→ TASK REQUIREMENTS: Which lines of the material contain the string "front"? Locate and copy each one, treating uppercase and lowercase letters as distinct.

→ INFORMATION GIVEN:
========

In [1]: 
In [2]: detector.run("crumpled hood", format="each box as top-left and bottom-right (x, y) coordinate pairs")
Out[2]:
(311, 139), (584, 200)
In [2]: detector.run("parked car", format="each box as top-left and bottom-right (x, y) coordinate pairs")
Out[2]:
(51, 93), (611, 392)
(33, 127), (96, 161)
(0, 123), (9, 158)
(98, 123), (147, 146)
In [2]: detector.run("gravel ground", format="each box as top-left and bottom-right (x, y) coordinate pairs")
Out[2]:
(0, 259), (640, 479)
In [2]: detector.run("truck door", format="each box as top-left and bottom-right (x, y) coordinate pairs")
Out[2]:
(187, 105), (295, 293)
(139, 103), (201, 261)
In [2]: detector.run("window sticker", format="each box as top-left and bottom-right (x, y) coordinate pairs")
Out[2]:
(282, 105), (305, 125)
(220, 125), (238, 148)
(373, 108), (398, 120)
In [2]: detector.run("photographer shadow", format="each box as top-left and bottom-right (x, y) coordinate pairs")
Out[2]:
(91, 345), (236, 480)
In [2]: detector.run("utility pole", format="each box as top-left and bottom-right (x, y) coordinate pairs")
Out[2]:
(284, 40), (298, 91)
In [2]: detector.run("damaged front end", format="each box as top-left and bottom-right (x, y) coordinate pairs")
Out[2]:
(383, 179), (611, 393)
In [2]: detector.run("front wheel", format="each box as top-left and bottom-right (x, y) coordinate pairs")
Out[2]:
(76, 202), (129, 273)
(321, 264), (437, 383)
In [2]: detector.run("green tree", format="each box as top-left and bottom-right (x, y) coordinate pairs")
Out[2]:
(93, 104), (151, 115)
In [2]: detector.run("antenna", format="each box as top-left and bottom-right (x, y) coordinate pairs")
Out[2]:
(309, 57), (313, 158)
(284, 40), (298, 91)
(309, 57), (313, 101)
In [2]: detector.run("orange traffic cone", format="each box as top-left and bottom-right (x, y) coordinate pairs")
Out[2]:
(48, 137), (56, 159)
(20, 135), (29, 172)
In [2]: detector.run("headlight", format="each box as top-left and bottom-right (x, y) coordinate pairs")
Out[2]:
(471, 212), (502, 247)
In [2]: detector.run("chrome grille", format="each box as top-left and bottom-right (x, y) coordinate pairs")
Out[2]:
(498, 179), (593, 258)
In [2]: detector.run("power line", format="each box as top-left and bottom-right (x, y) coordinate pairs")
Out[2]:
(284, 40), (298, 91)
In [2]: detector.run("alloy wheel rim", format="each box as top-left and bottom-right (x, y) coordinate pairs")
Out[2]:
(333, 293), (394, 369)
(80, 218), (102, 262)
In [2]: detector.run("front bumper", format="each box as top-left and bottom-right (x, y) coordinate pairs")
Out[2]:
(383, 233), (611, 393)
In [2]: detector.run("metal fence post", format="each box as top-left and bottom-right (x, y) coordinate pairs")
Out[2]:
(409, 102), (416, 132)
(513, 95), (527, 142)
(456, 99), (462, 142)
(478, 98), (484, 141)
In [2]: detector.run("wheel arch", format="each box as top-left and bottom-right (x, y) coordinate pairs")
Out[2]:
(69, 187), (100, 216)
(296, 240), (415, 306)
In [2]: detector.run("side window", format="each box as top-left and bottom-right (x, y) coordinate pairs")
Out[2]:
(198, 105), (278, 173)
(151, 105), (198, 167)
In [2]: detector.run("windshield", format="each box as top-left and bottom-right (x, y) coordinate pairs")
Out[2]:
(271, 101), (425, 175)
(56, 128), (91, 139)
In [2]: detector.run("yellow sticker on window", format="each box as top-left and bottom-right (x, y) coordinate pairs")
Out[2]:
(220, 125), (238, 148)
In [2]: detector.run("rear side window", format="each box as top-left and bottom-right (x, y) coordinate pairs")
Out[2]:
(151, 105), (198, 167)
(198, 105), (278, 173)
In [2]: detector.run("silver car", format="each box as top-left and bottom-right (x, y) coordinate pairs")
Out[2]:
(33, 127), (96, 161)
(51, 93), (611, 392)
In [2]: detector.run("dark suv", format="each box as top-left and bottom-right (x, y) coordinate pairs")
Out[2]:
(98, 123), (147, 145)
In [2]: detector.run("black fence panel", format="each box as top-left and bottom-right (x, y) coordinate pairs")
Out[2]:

========

→ SOLUTION:
In [2]: detector.run("damaged front end", format="each box as top-left and bottom-right (x, y) coordinate pairs")
In [2]: detector.run("front wheel", format="each box as top-left and bottom-right (x, y) coordinate pairs")
In [2]: detector.run("front bumper", format="each box as top-left and bottom-right (x, y) coordinate pairs")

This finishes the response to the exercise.